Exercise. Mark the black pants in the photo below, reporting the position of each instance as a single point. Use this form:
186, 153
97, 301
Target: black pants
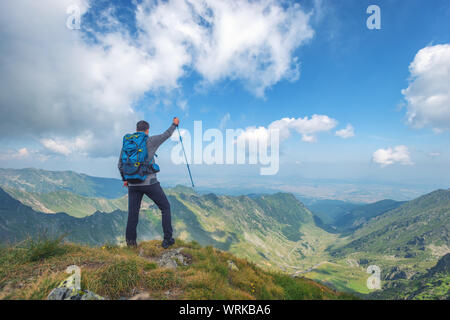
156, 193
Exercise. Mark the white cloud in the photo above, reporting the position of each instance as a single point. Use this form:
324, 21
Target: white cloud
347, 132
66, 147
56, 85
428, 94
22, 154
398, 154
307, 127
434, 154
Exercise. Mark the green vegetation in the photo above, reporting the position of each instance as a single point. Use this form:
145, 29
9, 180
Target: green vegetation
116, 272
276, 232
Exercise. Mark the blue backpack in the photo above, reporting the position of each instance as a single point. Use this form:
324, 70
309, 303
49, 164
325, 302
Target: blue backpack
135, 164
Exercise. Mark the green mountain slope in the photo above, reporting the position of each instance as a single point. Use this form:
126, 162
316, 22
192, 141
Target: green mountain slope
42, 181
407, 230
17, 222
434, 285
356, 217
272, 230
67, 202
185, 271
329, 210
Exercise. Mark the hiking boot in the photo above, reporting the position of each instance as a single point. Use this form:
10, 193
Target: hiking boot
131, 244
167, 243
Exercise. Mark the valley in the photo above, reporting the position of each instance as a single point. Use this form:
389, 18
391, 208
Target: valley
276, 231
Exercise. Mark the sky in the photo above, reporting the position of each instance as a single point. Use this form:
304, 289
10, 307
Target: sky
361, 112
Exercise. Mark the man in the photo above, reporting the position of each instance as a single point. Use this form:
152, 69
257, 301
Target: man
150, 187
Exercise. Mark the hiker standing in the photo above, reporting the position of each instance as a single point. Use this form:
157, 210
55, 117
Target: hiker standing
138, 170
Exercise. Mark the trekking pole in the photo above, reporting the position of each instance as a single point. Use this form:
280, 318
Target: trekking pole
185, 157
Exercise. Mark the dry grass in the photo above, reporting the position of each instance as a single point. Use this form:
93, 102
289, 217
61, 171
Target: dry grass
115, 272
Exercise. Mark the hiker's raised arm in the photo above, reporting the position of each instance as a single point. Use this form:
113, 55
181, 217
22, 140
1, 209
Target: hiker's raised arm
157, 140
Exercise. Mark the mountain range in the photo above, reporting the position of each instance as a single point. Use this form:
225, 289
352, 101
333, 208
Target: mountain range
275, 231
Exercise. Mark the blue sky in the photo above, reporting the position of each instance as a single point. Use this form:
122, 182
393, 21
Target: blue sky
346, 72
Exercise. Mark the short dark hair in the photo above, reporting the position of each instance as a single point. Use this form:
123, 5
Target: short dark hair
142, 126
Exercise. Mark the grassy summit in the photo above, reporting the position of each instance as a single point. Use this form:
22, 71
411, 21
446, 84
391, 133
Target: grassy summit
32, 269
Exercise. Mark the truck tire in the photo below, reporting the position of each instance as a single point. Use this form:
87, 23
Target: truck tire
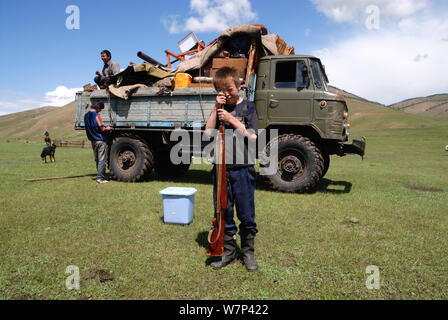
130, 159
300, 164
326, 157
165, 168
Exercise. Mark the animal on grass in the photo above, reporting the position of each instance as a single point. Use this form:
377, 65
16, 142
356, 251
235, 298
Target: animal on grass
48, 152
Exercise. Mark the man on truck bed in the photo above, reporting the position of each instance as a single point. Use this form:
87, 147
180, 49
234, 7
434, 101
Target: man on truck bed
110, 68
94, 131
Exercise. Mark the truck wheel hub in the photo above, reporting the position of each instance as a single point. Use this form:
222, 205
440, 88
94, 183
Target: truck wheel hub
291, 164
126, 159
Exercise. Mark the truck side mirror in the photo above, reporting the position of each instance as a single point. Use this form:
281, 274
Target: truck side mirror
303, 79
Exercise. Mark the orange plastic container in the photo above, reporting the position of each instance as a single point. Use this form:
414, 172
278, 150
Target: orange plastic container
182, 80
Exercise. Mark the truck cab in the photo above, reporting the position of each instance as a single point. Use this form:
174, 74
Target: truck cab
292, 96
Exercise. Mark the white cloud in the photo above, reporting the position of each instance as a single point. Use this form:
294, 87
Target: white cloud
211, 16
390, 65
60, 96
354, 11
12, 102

■ ■ ■

* What this task involves *
Can you write out, word for word, every line from the one containing "Exercise. Mark the truck cab" through the final line of the records?

* Output below *
Exercise. Mark the truck cab in the photo above, reporting the position of each instance as a single point. Use this form:
174, 74
Target: truck cab
292, 96
Exercise. Mark the white cloud in the photo above, reporting the position of each instance as a single point. Use this form:
294, 87
Target: white cloud
211, 16
390, 65
60, 96
354, 11
12, 102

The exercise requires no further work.